-- begin Available records --

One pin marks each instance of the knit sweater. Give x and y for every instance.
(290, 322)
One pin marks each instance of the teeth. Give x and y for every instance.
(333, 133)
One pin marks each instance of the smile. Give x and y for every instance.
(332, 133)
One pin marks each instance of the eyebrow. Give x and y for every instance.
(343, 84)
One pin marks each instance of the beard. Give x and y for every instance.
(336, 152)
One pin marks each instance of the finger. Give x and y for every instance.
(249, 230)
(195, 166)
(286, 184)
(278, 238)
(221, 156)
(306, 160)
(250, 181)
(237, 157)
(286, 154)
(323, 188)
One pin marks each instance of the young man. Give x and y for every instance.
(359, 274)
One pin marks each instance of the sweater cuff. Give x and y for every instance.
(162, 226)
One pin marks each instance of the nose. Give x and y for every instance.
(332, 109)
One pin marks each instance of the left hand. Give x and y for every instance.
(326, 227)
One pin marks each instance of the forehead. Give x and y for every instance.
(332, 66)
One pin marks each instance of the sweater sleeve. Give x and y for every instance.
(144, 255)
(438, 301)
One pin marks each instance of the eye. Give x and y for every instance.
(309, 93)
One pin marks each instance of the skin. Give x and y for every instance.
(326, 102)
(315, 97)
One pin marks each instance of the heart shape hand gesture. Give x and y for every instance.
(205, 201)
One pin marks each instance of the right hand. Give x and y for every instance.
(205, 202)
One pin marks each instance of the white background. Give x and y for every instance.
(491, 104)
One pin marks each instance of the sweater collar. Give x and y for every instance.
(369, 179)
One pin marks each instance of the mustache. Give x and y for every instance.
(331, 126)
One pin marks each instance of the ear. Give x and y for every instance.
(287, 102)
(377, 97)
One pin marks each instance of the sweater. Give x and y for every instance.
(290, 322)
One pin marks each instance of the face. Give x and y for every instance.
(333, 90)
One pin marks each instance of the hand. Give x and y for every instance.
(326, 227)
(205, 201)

-- end Available records --

= Task details =
Write out the lines above as a JSON list of strings, one string per line, skipping any blank lines.

= Written answer =
[
  "One pin marks each instance of the knit sweater. Give x and y for every instance.",
  "(290, 322)",
  "One pin marks each instance of the teeth. Give x and y for every instance.",
  "(333, 133)",
  "One pin marks each instance of the smile. Give x and y for every instance.",
  "(332, 133)",
  "One pin marks each instance of the eyebrow. Give x and y for every instance.",
  "(343, 84)",
  "One pin marks each instance of the beard. Give x and y for every instance.",
  "(336, 152)",
  "One pin marks each instance of the finger. Give x and y for every instance.",
  "(249, 230)",
  "(195, 166)",
  "(286, 184)",
  "(278, 238)",
  "(221, 156)",
  "(306, 160)",
  "(250, 181)",
  "(237, 157)",
  "(286, 154)",
  "(323, 188)",
  "One pin marks each instance of the young man. Give x and y for every instance.",
  "(359, 274)",
  "One pin marks each instance of the sweater cuff. Give x and y for every instance.",
  "(162, 226)",
  "One pin marks each instance of the nose. Give x and y for every instance.",
  "(332, 109)",
  "One pin marks each instance of the left hand. Give x and y for every instance.",
  "(326, 227)",
  "One pin marks each instance of the forehead. Give x and y for every instance.",
  "(332, 66)",
  "One pin marks each instance of the sweater sleeve. Give x and y for every instance.",
  "(144, 255)",
  "(438, 301)",
  "One pin marks each instance of the eye. Give x and y for every instance.",
  "(309, 93)",
  "One pin marks each instance of the skin. Give x and y for every instance.",
  "(326, 102)",
  "(315, 97)",
  "One pin marks each instance of the heart shape hand gesture. Give x and y for every instance.",
  "(205, 201)",
  "One pin marks each instance of the right hand. Give x and y for every instance.",
  "(205, 202)",
  "One pin marks each instance of the white background. Give x and y for every instance.",
  "(491, 104)",
  "One pin marks each instance of the sweater collar. Give x and y for every instance.",
  "(369, 179)",
  "One pin marks each instance of the mustache. Give x and y for every instance.",
  "(331, 126)",
  "One pin marks each instance of the ear. Give x and y for every instance.",
  "(287, 102)",
  "(377, 97)",
  "One pin marks each instance of the sweater. Give x and y for every instance.",
  "(290, 322)",
  "One pin marks each instance of the face. Give x and y for every instance.",
  "(333, 90)",
  "One pin marks each instance of the hand. Give x and y for every instance.",
  "(326, 227)",
  "(205, 201)"
]